▸ Stated problem: Reproduce the records below in full and without edits, omitting images.

========================================

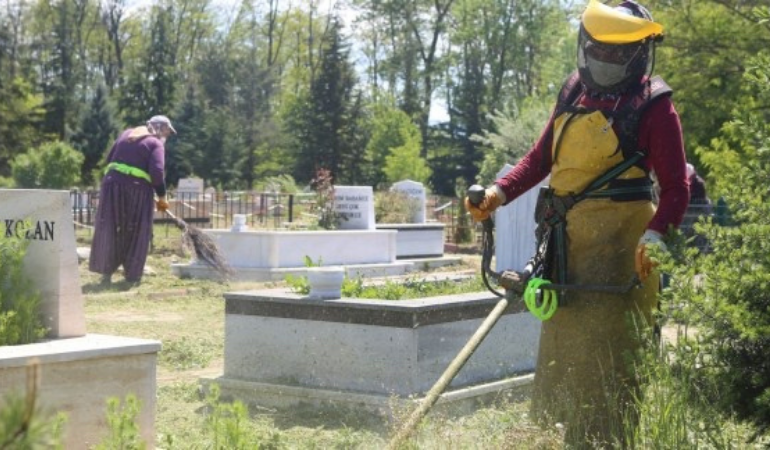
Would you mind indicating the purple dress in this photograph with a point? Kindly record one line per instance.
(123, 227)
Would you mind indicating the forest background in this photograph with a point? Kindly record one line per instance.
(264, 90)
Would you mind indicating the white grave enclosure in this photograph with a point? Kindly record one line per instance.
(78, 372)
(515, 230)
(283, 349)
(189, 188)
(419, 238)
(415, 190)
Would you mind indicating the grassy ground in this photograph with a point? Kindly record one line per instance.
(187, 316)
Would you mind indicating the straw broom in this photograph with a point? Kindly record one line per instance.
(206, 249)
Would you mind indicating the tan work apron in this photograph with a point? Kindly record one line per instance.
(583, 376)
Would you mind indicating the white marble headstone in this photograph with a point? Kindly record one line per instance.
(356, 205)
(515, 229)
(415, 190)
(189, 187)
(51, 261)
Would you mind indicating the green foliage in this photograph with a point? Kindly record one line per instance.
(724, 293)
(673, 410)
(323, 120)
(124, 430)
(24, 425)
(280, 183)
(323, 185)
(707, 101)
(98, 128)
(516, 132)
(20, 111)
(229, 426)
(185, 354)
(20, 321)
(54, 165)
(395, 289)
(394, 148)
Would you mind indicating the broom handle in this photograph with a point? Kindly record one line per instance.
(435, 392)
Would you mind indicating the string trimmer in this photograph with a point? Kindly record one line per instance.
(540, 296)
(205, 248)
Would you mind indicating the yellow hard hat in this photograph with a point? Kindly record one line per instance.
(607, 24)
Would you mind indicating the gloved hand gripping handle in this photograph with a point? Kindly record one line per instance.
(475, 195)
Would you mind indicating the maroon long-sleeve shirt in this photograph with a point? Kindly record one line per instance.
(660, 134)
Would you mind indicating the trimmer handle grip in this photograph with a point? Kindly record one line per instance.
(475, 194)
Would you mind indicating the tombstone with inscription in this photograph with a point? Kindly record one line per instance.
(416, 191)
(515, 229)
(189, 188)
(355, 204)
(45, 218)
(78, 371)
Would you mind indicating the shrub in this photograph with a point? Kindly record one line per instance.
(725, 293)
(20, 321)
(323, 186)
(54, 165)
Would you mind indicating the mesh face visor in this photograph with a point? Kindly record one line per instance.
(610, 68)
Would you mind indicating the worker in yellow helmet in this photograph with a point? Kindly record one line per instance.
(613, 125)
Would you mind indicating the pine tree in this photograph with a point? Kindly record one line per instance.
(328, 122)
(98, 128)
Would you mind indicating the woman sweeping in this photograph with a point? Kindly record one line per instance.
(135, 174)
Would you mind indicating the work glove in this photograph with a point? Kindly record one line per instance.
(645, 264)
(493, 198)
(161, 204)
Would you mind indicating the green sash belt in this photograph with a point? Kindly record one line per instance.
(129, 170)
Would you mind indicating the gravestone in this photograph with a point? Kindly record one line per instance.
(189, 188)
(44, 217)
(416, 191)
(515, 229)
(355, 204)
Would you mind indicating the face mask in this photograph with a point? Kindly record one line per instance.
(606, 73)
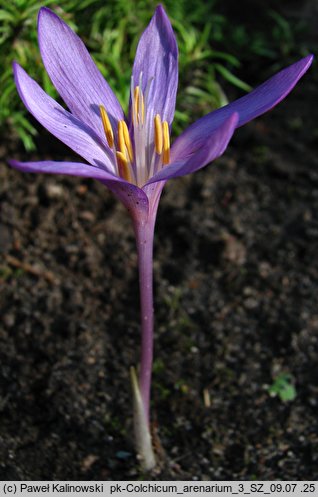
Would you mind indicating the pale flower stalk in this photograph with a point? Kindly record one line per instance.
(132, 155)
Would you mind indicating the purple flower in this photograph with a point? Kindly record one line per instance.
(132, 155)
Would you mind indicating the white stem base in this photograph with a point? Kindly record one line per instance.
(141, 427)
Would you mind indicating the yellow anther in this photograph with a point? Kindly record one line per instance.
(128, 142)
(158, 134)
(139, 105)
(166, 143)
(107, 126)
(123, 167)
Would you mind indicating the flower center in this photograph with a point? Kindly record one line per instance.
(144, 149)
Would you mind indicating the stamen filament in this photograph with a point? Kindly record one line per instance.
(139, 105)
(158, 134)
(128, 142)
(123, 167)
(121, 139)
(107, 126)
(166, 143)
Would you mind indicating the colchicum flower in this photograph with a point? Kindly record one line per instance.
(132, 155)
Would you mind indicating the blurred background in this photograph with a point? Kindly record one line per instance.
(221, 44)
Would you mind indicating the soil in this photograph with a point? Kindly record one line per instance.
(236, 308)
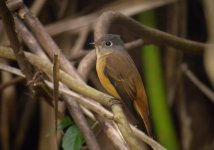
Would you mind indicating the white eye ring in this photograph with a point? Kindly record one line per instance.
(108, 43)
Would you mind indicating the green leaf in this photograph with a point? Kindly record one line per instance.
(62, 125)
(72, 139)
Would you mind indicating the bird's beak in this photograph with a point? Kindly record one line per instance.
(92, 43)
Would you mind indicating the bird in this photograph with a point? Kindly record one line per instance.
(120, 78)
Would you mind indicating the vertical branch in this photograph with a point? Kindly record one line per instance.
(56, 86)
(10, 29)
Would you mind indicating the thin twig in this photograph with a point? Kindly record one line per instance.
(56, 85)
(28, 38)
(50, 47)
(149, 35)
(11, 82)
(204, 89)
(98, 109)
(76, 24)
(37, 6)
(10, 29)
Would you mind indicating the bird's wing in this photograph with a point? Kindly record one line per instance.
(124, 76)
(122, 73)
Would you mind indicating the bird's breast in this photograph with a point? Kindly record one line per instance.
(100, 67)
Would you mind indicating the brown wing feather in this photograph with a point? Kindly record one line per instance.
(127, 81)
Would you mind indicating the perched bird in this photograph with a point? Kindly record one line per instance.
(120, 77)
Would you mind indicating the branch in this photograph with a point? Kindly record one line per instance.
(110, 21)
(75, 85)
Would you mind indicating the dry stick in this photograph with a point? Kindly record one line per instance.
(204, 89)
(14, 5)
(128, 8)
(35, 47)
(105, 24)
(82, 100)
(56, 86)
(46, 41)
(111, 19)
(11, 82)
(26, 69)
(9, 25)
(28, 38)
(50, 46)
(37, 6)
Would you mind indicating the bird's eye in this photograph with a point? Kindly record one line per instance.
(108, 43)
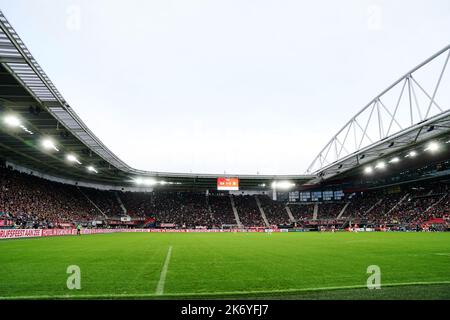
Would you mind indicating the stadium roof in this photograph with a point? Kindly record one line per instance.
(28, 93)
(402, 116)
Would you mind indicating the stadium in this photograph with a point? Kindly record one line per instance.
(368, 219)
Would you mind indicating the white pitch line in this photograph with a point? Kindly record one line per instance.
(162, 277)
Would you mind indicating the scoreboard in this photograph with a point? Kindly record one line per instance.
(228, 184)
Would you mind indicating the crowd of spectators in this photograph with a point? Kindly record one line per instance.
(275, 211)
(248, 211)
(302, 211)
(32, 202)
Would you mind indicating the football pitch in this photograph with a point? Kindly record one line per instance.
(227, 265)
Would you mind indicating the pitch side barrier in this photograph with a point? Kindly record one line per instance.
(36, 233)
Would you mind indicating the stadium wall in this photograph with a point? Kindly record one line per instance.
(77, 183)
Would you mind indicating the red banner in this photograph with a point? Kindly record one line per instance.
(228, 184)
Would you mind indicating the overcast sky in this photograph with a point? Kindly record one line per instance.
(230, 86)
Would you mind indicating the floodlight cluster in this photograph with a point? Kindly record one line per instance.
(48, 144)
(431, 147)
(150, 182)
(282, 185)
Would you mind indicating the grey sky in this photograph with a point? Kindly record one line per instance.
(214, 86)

========================================

▸ The reply:
Would you mind indicating the purple dress in this photograph with a point? Kindly record one line per instance.
(123, 227)
Would you mind indicating the forest background in this photograph with a point? Kindly record one line per instance.
(264, 90)
Would you mind indicating the white grave enclosure in this photograph with a point? Kindly record one line per instance.
(78, 372)
(515, 230)
(283, 349)
(189, 188)
(419, 238)
(415, 190)
Would you mind indicating the grassy ground in this photograph with a point? Kindly record one line per instance.
(187, 316)
Would you mind indicating the straw broom in this photograph with a point? Kindly record one line per instance.
(206, 249)
Would you mind indicating the tan work apron in this photograph with a point? Kindly record one line per instance.
(583, 376)
Would you mind indicating the white marble headstone in this photograph with a point? Kindly record one line per instance.
(356, 205)
(515, 229)
(415, 190)
(189, 187)
(51, 261)
Would you mind indicating the green foliage in this photograph with a point? Kindly record one line per instance.
(724, 293)
(673, 410)
(323, 120)
(124, 430)
(24, 425)
(280, 183)
(323, 185)
(707, 101)
(98, 128)
(516, 132)
(20, 111)
(229, 426)
(185, 354)
(20, 321)
(54, 165)
(395, 289)
(394, 148)
Would you mind indicating the broom handle in this photograph with a point? Kindly record one line per instance.
(435, 392)
Would you mind indicating the string trimmer in this photograph with a point? Kindly record one line per instance.
(540, 296)
(205, 248)
Would you mind indicating the yellow hard hat in this photograph with a point? Kindly record one line per instance.
(607, 24)
Would you mind indicating the gloved hand gripping handle in this photograph with a point? Kindly record one line per instance.
(475, 195)
Would you mind indicating the maroon long-sleeve shirt in this photograph with a point? Kindly record one line per instance.
(660, 134)
Would you mind indicating the trimmer handle grip in this photograph with a point? Kindly record one line per instance.
(475, 194)
Would you mind indicating the tombstone with inscription in this photograph with a point? Kindly record one line per instance.
(416, 191)
(515, 229)
(189, 188)
(355, 204)
(45, 218)
(78, 371)
Would you mind indicating the shrub in this photograph with a point? Kindly record one line per instance.
(725, 293)
(20, 321)
(323, 186)
(54, 165)
Would you mind indicating the mesh face visor in this photograph with a point? Kindly record one line per instance.
(610, 68)
Would you mind indicating the worker in yellow helmet in this photograph with a point? Kindly record one line per instance.
(613, 125)
Would you mind indicating the pine tree in this photograph with a point? Kindly record one line per instance.
(328, 122)
(98, 128)
Would you mind indicating the woman sweeping in this photograph with a point? Kindly record one line per instance.
(135, 174)
Would you mind indicating the work glove in this photograph with a point? Kindly record one line per instance.
(645, 264)
(493, 198)
(161, 204)
Would you mind indicating the green sash belt in this photograph with a point? Kindly record one line per instance.
(129, 170)
Would you mind indicating the gravestone in this photograph with a point? Kindly record one line per instance.
(189, 188)
(44, 217)
(416, 191)
(515, 229)
(355, 204)
Would you mind indicating the face mask in this photograph with a point? Kindly record one line per instance.
(606, 73)
Would you mind indicating the pale flower stalk in this photograph with a point? Kindly record one line per instance.
(132, 155)
Would you mind indicating the purple flower in this photograph with a point? Kindly record one line per instance.
(132, 155)
Would you mind indicating the white stem base in this photograph with a point? Kindly record one line per instance.
(141, 427)
Would you mind indicating the yellow anther in this photograph with a point? Kindly record one line per instance.
(128, 142)
(158, 134)
(139, 105)
(166, 143)
(107, 126)
(123, 167)
Would you mind indicating the flower center in this photograph with a point? Kindly record one line per instance.
(144, 149)
Would you mind indicating the stamen filament in this photograph with a point? Kindly record one line per instance.
(139, 105)
(158, 134)
(128, 142)
(123, 167)
(121, 139)
(107, 126)
(166, 143)
Would you mind indicating the colchicum flower in this photograph with a point? Kindly record one line per instance.
(132, 155)
Would you mind indicating the blurred background in this photograph with a point? Kindly record one line per instance.
(221, 44)
Would you mind indicating the soil in this photograph with a point? Kindly record one line per instance.
(236, 308)
Would you mind indicating the white eye ring in this photograph with a point? Kindly record one line per instance.
(108, 43)
Would you mind indicating the green leaf in this photograph with a point? Kindly record one line per instance.
(62, 125)
(72, 139)
Would you mind indicating the bird's beak in this photograph with a point? Kindly record one line per instance.
(92, 43)
Would you mind indicating the bird in this photograph with a point? Kindly record one line per instance.
(120, 78)
Would you mind indicating the vertical branch in this photograph with a point? Kindly record one line per instance.
(56, 86)
(10, 29)
Would you mind indicating the thin twig in this photograph with a point? Kindly record one line per instance.
(56, 85)
(28, 38)
(50, 47)
(149, 35)
(11, 82)
(204, 89)
(98, 109)
(76, 24)
(37, 6)
(10, 29)
Would you mind indicating the bird's wing in this photograph with a point? Kindly record one line per instance.
(124, 76)
(122, 73)
Would you mind indicating the bird's breast in this photograph with a point? Kindly record one line per instance.
(100, 67)
Would you mind indicating the brown wing feather in this photograph with a point? Kindly record one line per instance.
(127, 81)
Would you mind indicating the perched bird in this photograph with a point? Kindly record one line per instance.
(120, 77)
Would you mind indicating the branch in this photograph with a point? Kindly record one line per instance.
(110, 21)
(75, 85)
Would you mind indicating the dry stick in this photograph with a point? Kindly record one line per instance.
(204, 89)
(14, 5)
(128, 8)
(35, 47)
(105, 24)
(82, 100)
(56, 86)
(46, 41)
(111, 19)
(11, 82)
(26, 69)
(9, 25)
(28, 38)
(50, 46)
(37, 6)
Would you mind indicating the bird's eye in this photograph with a point? Kindly record one line per instance.
(108, 43)
Would you mind indicating the stadium roof in this photograph with a point? Kindly record one line per instance.
(28, 93)
(402, 116)
Would you mind indicating the stadium in this photograph with a point? Kindly record one line per instance.
(368, 219)
Would you mind indicating the white pitch line in this photograph with a point? Kindly record one line per instance.
(162, 277)
Would you mind indicating the scoreboard in this photograph with a point? Kindly record one line per instance.
(228, 184)
Would you mind indicating the crowd of spectators in this photograph with a point? Kindly record one line per instance.
(275, 211)
(248, 211)
(302, 211)
(32, 202)
Would you mind indicating the football pitch in this photograph with a point? Kindly record one line per instance.
(227, 265)
Would you mind indicating the pitch side barrier in this photograph with a point? Kindly record one line per instance.
(36, 233)
Would you mind indicating the stadium wall in this photograph with a point? Kindly record one line per instance.
(77, 183)
Would you mind indicating the red banner in this photograph with a point? Kindly record one line per instance.
(228, 184)
Would you mind indicating the overcast sky in this photograph with a point? Kindly record one line per instance.
(230, 86)
Would you mind indicating the floodlight cluster in this photograph with a point? Kindly record one line per instance.
(48, 144)
(431, 147)
(150, 182)
(282, 185)
Would you mind indicating the grey sky in this photograph with a point? Kindly record one line per instance.
(214, 86)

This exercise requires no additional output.